Start of SELECTED PASSAGE
Cell strings can also be created manually to specify the location of structures, wave-makers, and areas where damping and/or porosity layers may be necessary.

Boundary conditions are specified along cell strings in the BOUSS-2D Boundary Conditions dialog, which is accessed by selecting one or more cell strings using the select cell string tool, and then selecting the Assign BC menu item from the BOUSS-2D menu. Normally, the user will select a single cell string and assign a boundary condition. If a boundary condition has already exists for the selected cell string, the attributes are displayed. The different options for a cell string include:

  1. Unassigned BC – When a cell string is created in BOUSS-2D its default boundary condition type is Unassigned. Unassigned cell strings do not influence the model. In fact, unassigned cell strings are not saved as part of the BOUSS-2D input files.
End of SELECTED PASSAGE
Start of ENTRIES SHOWN
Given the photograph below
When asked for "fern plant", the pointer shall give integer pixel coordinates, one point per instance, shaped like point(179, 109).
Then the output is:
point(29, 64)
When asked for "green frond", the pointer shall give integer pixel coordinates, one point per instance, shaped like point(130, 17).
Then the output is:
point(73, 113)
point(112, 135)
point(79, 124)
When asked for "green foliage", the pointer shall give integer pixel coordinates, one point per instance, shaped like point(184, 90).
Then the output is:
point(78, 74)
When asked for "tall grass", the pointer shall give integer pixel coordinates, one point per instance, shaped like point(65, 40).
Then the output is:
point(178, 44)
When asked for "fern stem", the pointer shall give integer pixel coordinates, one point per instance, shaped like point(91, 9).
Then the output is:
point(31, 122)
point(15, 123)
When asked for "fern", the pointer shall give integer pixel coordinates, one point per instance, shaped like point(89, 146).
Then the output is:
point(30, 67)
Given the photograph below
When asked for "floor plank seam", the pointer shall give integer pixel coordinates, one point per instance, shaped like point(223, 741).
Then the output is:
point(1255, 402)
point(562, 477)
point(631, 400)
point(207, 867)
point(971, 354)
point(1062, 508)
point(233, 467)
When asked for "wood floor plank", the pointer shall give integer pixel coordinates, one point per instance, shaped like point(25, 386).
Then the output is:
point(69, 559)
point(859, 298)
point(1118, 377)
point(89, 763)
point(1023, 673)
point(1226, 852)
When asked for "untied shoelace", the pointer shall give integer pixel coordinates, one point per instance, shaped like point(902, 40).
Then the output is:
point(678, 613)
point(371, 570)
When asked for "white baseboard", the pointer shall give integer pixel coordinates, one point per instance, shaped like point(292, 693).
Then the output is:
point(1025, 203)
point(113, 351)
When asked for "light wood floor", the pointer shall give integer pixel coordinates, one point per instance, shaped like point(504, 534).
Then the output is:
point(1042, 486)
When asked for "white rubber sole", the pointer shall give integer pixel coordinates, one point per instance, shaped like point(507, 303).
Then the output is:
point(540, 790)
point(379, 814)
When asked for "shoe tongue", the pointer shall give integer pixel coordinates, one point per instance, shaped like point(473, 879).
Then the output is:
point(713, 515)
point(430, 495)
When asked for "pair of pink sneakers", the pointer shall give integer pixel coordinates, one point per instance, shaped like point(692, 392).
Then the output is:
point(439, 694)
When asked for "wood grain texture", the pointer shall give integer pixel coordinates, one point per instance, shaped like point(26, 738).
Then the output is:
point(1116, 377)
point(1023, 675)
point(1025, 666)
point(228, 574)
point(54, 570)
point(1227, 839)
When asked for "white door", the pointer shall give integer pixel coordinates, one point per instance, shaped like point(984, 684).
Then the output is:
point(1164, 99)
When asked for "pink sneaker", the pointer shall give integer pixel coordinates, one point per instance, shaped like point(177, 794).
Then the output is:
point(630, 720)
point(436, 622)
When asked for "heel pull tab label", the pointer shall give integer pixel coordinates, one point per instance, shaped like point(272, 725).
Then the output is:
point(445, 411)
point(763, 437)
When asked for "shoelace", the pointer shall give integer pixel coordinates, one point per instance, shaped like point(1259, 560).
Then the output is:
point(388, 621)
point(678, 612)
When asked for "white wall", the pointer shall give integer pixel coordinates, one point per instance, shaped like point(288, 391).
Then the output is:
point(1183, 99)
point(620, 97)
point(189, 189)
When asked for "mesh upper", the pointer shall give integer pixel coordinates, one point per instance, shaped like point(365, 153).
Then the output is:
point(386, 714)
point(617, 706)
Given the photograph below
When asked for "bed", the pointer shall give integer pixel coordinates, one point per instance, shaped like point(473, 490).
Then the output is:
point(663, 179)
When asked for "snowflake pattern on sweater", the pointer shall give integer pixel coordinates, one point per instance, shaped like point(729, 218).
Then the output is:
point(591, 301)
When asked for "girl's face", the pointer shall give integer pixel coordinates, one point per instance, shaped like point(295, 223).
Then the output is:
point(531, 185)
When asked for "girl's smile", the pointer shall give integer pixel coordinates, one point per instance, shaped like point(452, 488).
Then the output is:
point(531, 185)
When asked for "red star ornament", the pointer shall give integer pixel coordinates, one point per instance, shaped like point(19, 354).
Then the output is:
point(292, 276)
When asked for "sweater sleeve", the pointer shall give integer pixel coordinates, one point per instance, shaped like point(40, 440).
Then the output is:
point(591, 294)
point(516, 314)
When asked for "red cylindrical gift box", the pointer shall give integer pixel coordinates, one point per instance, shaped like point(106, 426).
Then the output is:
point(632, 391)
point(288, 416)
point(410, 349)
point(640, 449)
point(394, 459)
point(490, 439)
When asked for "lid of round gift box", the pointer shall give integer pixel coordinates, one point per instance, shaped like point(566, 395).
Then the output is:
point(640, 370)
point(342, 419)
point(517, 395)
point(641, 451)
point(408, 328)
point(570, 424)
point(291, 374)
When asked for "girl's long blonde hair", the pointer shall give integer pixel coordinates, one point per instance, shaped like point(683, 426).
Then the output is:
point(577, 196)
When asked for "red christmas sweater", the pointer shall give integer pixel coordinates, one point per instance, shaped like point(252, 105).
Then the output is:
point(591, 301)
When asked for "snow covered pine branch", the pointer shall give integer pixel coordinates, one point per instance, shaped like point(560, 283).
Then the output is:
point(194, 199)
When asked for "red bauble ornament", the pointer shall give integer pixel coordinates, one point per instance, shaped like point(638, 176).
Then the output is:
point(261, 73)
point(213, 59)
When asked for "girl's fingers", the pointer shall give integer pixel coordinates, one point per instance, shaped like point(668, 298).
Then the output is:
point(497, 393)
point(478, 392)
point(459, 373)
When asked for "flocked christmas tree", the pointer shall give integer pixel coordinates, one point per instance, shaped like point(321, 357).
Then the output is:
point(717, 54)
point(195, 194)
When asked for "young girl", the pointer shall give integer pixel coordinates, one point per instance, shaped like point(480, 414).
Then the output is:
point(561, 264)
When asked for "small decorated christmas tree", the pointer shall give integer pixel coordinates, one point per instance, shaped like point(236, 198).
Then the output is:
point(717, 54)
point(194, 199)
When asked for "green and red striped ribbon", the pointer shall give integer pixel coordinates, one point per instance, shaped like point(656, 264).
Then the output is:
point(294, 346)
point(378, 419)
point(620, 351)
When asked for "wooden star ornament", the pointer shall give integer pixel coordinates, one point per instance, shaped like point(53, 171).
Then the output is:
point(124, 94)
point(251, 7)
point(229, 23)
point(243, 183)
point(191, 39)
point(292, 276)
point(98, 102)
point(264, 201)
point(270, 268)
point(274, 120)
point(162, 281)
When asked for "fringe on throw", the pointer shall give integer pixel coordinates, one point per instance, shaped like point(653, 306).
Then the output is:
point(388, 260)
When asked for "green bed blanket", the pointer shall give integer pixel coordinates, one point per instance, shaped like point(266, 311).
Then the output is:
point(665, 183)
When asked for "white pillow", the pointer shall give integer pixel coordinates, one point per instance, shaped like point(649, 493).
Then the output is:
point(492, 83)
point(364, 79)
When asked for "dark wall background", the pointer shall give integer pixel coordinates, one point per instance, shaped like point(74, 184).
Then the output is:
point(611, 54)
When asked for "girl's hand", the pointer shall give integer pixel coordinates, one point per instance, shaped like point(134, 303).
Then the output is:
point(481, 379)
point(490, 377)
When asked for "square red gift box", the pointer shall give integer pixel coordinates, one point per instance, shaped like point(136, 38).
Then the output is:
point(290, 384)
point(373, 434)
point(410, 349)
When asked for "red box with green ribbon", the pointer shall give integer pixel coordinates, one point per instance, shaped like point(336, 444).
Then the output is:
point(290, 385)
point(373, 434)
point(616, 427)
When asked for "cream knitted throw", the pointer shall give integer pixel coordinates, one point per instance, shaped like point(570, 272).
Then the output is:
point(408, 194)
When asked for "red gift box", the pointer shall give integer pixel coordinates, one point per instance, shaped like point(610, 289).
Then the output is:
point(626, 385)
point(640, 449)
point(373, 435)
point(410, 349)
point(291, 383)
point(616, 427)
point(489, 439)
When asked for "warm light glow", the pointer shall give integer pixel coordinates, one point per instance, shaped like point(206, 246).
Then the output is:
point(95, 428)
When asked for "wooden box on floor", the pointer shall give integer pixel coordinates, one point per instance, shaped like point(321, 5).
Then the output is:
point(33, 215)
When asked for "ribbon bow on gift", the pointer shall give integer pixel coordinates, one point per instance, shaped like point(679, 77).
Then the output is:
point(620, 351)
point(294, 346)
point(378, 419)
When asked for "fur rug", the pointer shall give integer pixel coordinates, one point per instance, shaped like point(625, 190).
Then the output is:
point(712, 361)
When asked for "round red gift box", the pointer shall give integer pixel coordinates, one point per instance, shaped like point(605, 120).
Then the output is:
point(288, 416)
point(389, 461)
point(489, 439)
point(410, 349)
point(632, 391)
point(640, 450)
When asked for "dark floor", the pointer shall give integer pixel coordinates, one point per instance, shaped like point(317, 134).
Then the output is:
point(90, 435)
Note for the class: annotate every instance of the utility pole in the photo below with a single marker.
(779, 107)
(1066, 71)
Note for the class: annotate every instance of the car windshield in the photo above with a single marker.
End of ENTRIES SHOWN
THE EXERCISE: From the BOUSS-2D passage, list each feature whose location manually created cell strings can specify.

SOLUTION FOR THIS TASK:
- Structures
- Wave-makers
- Areas where damping and/or porosity layers may be necessary